[DATA FOR REVIEW]

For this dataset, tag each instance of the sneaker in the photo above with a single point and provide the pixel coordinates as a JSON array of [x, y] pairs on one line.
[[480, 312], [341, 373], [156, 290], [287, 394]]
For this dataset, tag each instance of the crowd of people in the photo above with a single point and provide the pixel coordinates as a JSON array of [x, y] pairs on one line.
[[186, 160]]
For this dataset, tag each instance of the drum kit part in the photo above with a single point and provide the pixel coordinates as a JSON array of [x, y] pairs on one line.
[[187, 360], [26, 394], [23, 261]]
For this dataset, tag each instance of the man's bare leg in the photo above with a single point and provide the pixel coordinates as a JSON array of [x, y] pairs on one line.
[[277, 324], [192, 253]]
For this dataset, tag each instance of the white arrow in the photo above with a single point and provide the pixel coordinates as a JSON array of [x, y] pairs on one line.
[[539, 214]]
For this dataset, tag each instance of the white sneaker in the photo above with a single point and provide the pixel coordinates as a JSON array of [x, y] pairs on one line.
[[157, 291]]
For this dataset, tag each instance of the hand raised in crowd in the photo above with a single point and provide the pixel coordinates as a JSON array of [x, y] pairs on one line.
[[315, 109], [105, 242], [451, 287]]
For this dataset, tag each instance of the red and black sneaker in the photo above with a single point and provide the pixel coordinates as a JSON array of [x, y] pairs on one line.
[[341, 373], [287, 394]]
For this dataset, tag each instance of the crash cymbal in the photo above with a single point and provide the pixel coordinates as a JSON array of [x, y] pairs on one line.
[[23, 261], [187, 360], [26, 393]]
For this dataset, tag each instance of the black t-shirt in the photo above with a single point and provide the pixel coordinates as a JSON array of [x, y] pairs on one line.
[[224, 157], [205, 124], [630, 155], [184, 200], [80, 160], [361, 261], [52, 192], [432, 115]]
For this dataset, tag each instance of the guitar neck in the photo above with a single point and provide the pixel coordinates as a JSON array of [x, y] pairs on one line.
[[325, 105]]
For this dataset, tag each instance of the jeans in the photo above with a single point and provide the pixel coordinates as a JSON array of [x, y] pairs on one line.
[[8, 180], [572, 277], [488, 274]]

* * *

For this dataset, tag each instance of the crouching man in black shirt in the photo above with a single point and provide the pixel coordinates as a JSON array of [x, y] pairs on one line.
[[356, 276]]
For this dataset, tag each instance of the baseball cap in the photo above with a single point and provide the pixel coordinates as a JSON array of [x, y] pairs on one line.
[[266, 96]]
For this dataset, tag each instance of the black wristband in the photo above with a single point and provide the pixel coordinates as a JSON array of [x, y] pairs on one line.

==

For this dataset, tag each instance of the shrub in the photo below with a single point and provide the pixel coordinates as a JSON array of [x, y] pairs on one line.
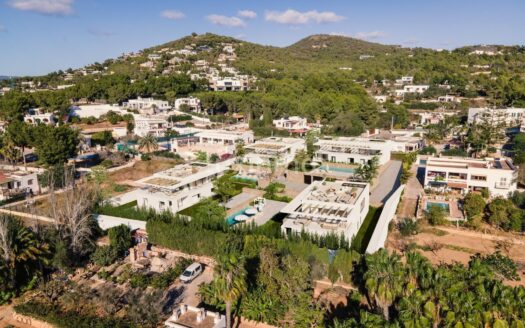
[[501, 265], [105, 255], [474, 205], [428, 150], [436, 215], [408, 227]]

[WHAT YOU ARE ASKED TO DO] Copy, exactly and only, the lines above that begin with the one containing "For this dataset, tag each instance of the baseball" and finish with the one containing "For this dataset, tag each instance of the black wristband".

[RESPONSE]
For this dataset, tag each instance of the baseball cap in the photo above with a single point and provide the pixel coordinates as a JSON array of [x, y] pairs on one line.
[[266, 96]]
For this dataset, tag each instance of the black wristband in the photo above with a single point and provide the pixel coordinates as a JSON array of [x, y] pairs on one line.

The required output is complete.